◆ What to work on ◆
Set down exactly, and only, the lines from the one with "locate the rock" to the final line of the entries, both included.

◆ Data for processing ◆
* * *
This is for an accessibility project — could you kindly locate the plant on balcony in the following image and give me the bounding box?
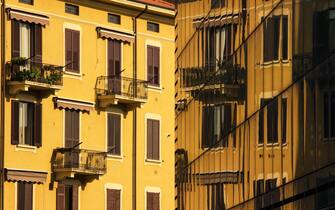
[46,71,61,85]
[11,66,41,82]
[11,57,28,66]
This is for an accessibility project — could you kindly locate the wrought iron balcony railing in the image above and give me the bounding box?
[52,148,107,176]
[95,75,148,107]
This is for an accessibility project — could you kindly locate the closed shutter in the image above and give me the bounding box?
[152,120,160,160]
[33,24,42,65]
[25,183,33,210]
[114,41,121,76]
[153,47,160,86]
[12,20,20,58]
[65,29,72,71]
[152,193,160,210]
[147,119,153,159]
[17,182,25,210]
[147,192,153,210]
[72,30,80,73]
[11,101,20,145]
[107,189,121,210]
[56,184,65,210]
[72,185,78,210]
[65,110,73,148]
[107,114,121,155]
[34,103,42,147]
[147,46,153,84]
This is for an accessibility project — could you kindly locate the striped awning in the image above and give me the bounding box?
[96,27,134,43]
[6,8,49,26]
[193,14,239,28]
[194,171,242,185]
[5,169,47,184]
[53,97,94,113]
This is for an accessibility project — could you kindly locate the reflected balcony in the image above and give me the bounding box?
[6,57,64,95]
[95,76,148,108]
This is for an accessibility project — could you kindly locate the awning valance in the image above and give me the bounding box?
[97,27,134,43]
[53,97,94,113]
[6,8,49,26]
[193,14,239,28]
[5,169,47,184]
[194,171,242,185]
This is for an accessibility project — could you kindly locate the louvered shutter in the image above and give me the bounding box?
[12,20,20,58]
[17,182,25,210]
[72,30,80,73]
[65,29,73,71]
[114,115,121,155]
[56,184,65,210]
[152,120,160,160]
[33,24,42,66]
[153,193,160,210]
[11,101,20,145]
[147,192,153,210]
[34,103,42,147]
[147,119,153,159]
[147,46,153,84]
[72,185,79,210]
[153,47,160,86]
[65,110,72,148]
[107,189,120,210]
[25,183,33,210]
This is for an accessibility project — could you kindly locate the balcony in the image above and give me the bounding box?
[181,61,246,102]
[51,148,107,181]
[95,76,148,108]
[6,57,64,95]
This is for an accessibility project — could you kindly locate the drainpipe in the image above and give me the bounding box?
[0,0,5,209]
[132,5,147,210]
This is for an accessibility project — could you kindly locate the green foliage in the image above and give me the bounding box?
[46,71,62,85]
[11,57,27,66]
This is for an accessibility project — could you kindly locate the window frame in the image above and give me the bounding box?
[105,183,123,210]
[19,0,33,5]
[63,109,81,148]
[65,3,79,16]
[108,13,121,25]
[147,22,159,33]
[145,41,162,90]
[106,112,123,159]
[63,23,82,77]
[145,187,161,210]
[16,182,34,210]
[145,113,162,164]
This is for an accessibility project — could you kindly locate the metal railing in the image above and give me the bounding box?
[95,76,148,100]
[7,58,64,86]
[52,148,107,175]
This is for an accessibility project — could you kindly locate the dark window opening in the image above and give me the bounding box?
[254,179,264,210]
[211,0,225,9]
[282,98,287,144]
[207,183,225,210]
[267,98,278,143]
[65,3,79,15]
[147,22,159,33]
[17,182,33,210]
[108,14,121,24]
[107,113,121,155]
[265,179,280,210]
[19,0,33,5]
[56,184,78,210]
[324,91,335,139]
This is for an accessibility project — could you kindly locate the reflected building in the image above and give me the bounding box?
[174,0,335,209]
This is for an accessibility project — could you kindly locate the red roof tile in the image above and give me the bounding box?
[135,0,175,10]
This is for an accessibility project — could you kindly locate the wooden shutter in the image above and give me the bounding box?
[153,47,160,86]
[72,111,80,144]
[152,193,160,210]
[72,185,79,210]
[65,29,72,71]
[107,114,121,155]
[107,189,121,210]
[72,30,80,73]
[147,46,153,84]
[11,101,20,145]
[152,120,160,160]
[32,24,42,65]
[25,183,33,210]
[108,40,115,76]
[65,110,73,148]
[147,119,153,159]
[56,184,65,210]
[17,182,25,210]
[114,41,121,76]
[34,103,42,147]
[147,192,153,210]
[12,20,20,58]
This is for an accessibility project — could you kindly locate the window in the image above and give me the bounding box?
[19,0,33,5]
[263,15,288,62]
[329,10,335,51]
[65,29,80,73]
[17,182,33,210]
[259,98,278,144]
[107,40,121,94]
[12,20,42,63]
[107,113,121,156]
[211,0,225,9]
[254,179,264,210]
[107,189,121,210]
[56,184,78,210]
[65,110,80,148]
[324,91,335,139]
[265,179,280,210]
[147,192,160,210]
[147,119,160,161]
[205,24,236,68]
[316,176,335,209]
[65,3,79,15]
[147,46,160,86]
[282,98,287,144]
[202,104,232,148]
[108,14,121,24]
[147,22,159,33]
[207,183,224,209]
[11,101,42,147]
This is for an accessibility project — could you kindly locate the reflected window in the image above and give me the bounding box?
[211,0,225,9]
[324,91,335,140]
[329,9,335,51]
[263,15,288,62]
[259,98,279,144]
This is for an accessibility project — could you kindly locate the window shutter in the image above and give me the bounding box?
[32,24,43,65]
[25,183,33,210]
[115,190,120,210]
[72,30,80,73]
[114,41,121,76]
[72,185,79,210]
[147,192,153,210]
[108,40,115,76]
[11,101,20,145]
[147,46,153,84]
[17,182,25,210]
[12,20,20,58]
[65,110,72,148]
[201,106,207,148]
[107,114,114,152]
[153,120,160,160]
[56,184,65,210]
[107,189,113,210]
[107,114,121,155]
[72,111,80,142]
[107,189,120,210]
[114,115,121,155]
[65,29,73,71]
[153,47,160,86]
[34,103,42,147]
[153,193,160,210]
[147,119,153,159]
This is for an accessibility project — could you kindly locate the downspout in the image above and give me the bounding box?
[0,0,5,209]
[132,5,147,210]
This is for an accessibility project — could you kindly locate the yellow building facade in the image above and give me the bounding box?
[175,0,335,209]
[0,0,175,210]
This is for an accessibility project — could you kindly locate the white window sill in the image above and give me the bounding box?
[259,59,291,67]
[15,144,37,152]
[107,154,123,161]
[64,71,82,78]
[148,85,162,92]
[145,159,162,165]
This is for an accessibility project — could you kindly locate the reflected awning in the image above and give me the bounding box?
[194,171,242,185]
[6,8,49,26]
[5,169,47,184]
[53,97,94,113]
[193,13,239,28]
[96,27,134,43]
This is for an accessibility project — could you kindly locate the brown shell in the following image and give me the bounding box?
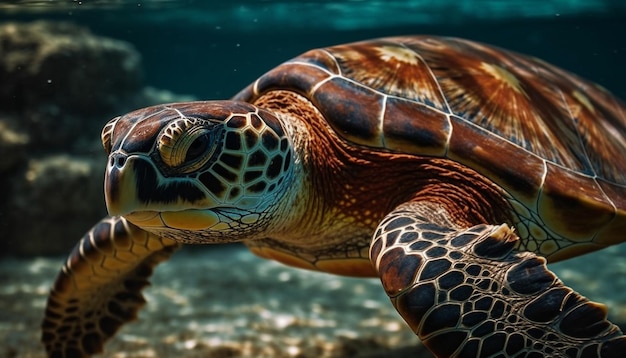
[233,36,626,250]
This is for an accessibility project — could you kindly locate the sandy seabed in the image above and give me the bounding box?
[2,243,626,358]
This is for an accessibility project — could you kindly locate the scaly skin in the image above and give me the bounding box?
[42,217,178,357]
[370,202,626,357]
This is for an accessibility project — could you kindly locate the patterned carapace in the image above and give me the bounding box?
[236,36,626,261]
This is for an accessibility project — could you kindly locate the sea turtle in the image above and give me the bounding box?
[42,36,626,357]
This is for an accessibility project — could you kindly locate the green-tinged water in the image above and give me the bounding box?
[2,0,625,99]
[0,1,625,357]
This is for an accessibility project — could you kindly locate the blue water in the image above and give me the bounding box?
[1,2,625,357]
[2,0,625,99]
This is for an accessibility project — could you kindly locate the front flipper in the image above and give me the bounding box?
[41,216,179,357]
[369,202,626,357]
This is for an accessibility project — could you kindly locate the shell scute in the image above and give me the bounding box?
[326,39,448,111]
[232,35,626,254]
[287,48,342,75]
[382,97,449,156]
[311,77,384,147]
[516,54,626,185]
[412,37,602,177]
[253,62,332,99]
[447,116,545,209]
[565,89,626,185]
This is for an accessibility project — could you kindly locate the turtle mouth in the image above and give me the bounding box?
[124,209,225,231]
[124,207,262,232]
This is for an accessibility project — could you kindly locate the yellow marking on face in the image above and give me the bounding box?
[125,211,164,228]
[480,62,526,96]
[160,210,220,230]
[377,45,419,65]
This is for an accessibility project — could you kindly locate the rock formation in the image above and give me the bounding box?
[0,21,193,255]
* * *
◆ Exercise result ◆
This is for an accessibility project — could you kindly locate the rock formation in the image above and give me the bounding box?
[0,21,193,255]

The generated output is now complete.